* What to produce: Update the data below by changing each "hot air balloon" to "hot-air balloon". Keep every other part of the lines the same.

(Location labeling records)
+++++

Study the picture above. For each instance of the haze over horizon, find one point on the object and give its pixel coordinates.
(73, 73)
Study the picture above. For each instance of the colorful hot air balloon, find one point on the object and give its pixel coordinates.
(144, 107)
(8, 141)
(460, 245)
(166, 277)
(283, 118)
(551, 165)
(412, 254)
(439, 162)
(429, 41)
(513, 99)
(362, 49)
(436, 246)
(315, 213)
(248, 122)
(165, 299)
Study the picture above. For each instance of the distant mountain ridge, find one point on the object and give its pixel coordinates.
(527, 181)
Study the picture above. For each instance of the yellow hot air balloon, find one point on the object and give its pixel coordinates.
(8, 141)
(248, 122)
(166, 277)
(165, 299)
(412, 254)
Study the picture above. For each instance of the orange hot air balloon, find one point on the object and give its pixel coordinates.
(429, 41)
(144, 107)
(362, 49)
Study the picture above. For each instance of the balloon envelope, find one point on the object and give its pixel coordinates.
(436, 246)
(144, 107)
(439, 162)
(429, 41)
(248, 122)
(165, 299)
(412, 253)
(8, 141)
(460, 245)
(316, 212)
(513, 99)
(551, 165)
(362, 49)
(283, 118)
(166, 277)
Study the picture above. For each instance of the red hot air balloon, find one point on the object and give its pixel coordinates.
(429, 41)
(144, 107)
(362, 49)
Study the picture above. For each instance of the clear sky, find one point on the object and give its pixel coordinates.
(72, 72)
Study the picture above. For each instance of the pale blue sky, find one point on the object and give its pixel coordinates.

+++++

* Response to the task:
Study the picture above. For each instance of the haze over horizon, find one point on the object and give its pixel coordinates.
(73, 73)
Study the picture above. For each instance of the colorful hot-air balloon, find one point on the object and give its pixel coordinates.
(144, 107)
(8, 141)
(460, 245)
(166, 277)
(283, 118)
(551, 165)
(412, 254)
(439, 162)
(429, 41)
(513, 99)
(362, 49)
(436, 246)
(315, 213)
(248, 122)
(165, 299)
Study the picture above. For each instance of the distant mountain ridge, find one point on the object and give its pixel coordinates.
(527, 181)
Study the picture above. For each instance of the yellow hot-air balloon, find one point on the object and give its pixel coordinates.
(8, 141)
(248, 122)
(166, 277)
(165, 299)
(412, 254)
Study the picture above. For each instance of the orange hot-air balloon, find one point on the object and give its pixel coordinates.
(429, 41)
(144, 107)
(362, 49)
Study the picture above. For each instance of the balloon envelope, find one point on the object and give its pixel coordinates.
(436, 246)
(144, 107)
(439, 162)
(429, 41)
(248, 122)
(165, 299)
(412, 253)
(8, 141)
(460, 245)
(316, 212)
(513, 99)
(551, 165)
(362, 49)
(283, 118)
(166, 277)
Study the picture above. For each instance of the red hot-air balloon, find one point on the object and give its pixel coordinates.
(429, 41)
(144, 107)
(362, 49)
Study the picture above. For each instance of the clear sky, find one point on the object and give its pixel coordinates.
(72, 72)
Study the picture above. For each instance of the pale blue sky, find one point on the object and give its pixel coordinates.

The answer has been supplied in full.